Where in the listing does the word "below" appear? Report each line that holds it.
____ Provided material
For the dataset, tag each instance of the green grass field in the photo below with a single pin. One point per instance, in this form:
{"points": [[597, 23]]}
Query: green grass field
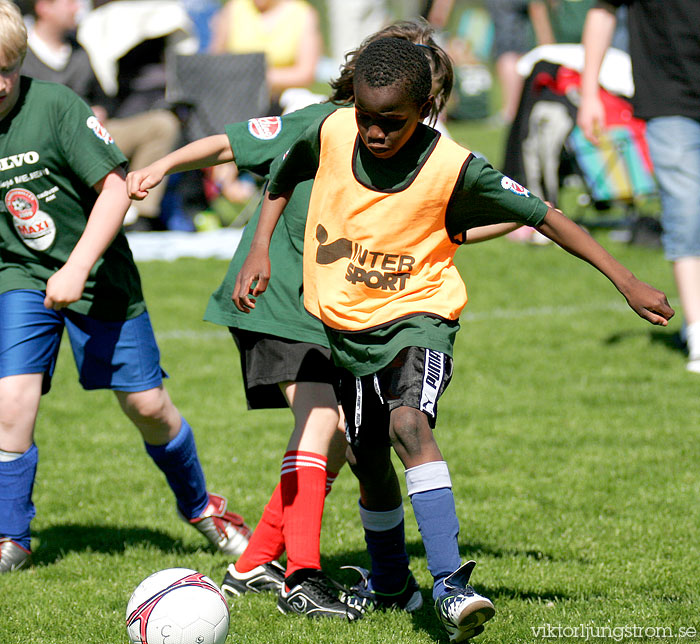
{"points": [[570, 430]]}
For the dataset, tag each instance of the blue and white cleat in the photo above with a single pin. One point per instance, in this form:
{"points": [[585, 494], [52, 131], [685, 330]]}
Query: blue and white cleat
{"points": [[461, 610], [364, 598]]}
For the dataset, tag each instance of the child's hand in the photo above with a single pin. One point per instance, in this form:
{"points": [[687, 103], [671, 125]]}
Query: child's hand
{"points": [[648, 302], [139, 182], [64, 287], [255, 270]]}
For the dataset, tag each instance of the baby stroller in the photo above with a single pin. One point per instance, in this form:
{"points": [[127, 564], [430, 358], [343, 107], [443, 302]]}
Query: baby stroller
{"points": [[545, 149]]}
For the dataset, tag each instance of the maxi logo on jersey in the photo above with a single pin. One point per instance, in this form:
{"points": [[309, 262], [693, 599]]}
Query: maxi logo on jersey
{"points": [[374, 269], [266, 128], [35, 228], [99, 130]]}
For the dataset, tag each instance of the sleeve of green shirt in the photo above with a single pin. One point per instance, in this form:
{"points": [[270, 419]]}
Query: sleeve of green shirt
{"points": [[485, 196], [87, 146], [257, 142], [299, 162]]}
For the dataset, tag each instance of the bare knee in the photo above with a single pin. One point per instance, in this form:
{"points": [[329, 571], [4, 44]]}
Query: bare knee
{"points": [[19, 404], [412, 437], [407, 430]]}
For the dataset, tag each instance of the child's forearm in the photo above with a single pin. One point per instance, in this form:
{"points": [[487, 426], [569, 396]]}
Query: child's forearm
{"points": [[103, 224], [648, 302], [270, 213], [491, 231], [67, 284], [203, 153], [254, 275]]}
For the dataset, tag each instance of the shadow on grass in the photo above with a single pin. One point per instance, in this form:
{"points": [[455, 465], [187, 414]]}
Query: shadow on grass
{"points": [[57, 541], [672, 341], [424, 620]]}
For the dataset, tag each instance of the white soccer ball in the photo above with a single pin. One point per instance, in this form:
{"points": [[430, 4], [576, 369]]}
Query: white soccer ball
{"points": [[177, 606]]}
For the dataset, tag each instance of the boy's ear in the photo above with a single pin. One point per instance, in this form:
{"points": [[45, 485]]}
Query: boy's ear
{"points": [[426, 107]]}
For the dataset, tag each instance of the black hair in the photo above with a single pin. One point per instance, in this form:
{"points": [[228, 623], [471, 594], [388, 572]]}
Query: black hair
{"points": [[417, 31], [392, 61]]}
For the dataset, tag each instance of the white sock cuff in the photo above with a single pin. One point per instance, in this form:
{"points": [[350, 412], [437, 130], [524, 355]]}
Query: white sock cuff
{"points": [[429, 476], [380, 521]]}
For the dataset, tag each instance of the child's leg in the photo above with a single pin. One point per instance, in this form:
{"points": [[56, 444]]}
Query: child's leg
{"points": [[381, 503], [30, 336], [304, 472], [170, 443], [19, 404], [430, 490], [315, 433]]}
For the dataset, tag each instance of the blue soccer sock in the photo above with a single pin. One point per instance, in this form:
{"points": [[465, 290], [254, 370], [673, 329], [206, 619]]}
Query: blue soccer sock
________
____ Provided material
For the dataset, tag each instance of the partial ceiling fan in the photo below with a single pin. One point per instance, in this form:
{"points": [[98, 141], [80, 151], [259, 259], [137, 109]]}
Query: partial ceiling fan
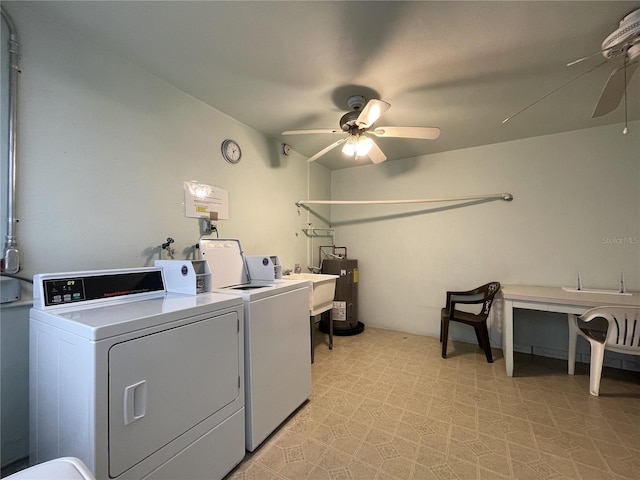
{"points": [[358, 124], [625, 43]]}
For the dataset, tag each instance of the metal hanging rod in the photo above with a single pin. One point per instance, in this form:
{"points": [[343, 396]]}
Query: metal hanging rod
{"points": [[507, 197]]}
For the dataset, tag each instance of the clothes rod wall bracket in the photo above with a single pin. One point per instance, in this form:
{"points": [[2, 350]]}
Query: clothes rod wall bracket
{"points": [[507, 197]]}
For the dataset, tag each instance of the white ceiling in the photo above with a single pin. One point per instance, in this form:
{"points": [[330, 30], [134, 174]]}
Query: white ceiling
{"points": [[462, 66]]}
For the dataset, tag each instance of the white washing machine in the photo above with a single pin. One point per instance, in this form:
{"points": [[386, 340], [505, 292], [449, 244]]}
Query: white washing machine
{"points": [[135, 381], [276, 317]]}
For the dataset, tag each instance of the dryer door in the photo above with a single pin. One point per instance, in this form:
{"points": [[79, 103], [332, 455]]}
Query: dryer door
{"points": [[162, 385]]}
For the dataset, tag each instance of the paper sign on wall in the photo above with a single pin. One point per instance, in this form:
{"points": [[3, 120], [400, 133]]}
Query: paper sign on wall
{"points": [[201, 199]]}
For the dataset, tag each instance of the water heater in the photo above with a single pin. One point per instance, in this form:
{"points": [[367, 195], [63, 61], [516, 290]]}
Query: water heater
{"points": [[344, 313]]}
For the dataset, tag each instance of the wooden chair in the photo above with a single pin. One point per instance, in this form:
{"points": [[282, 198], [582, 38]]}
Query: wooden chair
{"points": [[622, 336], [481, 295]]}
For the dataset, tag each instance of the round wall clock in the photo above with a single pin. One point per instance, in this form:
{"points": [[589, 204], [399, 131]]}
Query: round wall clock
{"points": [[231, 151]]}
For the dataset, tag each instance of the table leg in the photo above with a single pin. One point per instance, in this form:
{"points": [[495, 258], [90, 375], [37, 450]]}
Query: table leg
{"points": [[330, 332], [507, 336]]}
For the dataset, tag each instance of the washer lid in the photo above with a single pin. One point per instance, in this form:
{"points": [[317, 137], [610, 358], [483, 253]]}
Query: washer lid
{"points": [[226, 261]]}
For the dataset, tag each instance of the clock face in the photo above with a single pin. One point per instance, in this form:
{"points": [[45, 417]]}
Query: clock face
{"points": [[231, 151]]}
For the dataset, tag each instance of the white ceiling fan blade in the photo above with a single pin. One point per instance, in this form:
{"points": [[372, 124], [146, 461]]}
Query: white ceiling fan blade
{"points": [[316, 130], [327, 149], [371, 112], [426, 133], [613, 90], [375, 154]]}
________
____ Provided material
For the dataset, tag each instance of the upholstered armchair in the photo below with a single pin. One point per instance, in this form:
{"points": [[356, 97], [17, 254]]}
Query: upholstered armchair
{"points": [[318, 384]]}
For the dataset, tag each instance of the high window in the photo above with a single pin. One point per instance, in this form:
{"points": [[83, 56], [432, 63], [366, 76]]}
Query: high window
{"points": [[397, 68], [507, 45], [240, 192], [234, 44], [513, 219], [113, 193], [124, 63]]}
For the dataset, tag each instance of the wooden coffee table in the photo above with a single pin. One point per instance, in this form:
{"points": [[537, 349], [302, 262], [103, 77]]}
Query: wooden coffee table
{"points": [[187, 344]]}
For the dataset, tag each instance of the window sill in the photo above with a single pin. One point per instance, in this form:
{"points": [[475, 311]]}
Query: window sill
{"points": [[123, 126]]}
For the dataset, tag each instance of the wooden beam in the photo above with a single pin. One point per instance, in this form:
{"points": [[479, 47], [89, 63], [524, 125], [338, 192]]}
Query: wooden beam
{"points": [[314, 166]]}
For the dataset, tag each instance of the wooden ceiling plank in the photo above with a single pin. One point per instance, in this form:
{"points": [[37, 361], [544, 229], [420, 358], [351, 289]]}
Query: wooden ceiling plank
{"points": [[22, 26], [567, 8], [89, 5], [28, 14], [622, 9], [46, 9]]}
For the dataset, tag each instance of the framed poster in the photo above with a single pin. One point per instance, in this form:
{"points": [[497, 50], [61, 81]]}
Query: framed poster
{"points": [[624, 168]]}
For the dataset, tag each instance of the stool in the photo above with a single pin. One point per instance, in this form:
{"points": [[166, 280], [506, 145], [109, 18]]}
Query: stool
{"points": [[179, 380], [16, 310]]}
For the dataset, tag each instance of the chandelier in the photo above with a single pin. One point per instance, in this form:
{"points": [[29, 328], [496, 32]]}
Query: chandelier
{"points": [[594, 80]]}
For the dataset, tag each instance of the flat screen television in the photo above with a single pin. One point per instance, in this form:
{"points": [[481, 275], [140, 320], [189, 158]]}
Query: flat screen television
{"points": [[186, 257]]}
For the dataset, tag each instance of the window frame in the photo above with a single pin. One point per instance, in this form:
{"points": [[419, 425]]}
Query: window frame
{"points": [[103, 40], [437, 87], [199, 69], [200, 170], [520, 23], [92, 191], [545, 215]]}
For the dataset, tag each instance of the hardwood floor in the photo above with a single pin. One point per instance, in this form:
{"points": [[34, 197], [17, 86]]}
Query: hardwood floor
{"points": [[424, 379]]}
________
_Reply to the task_.
For the dataset, tag each instance of the green grass field in the photo below with a single pin. One point per instance, in this form:
For the dataset, tag each instance of the partial ceiling fan in the photo below with a single pin. One point per instance, in this form:
For the dataset, tag each instance of the upholstered armchair in the photo below with a single pin. One point per instance, in this form:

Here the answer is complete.